#### TASK OBJECTIVE:
Change "silver knife" to "steel knife" in the records from the line holding "Reviewer note: make sure every instance of the fork handle" through the end of the records, inclusive, and give only those lines with everything else unchanged.

#### RECORDS FOR THE TASK:
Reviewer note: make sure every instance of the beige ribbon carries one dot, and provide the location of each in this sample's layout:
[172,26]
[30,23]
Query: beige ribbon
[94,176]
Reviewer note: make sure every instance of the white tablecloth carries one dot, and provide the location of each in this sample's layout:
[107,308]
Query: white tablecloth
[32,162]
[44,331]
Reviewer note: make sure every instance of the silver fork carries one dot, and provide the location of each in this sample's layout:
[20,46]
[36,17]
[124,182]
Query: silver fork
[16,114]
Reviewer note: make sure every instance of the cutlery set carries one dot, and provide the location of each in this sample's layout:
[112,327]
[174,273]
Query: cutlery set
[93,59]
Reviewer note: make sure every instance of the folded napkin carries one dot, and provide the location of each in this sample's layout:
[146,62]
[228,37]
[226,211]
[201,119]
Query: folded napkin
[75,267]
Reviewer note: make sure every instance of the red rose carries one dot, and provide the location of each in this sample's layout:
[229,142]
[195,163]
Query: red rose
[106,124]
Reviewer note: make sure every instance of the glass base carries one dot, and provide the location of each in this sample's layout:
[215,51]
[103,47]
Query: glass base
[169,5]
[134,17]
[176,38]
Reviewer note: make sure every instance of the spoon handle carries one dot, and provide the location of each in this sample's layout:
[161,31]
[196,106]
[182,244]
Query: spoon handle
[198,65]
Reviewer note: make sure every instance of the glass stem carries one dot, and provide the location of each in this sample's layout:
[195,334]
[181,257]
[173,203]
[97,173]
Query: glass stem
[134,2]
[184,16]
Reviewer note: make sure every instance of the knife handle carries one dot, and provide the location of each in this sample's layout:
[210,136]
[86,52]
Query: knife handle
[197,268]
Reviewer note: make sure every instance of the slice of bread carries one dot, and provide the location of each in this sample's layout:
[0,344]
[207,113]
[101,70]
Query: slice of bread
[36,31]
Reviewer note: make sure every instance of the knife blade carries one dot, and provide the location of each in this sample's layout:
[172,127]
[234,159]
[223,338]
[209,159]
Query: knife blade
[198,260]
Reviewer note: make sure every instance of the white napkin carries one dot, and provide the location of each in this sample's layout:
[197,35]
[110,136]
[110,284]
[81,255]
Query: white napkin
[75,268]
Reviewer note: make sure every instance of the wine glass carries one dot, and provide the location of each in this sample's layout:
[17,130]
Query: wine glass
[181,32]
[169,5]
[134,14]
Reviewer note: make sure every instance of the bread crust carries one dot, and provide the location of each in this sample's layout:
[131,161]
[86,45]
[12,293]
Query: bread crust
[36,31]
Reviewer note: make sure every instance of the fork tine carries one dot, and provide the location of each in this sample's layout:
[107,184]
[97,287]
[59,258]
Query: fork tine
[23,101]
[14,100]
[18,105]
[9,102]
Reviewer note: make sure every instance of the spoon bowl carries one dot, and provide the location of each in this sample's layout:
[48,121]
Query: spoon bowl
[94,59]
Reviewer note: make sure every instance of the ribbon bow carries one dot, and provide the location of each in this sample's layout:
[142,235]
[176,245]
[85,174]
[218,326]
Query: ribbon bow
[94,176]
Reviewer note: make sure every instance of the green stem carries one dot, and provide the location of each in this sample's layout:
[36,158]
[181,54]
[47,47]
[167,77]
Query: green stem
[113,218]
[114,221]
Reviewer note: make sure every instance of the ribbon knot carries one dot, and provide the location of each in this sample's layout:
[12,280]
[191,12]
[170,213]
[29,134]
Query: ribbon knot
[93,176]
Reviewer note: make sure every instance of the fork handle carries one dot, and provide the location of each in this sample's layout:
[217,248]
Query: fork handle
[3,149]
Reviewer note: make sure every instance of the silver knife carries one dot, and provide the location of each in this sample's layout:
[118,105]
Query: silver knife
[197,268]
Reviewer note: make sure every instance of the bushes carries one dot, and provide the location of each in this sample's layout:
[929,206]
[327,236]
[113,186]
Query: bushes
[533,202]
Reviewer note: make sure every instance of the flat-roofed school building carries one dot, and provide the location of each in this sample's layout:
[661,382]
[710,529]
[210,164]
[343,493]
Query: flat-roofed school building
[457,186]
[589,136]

#### WRITTEN SOLUTION:
Reviewer note: make sure every instance of the fork handle carries one dot, and provide the location of each in this sample's layout:
[217,248]
Query: fork handle
[3,149]
Reviewer note: make sure every instance of the steel knife carries one dot, and provide the location of each in this sample's layout:
[118,105]
Query: steel knife
[197,268]
Reviewer note: make sure every instance of the bushes carries one dot, and provide the location of each in this sample's layout:
[929,206]
[327,236]
[113,186]
Query: bushes
[533,202]
Reviewer note: make sure every instance of the flat-roofed school building carries one dot, and provide the location of each in this sample's layout:
[661,382]
[710,529]
[210,164]
[343,493]
Query: flat-roofed school building
[457,186]
[589,136]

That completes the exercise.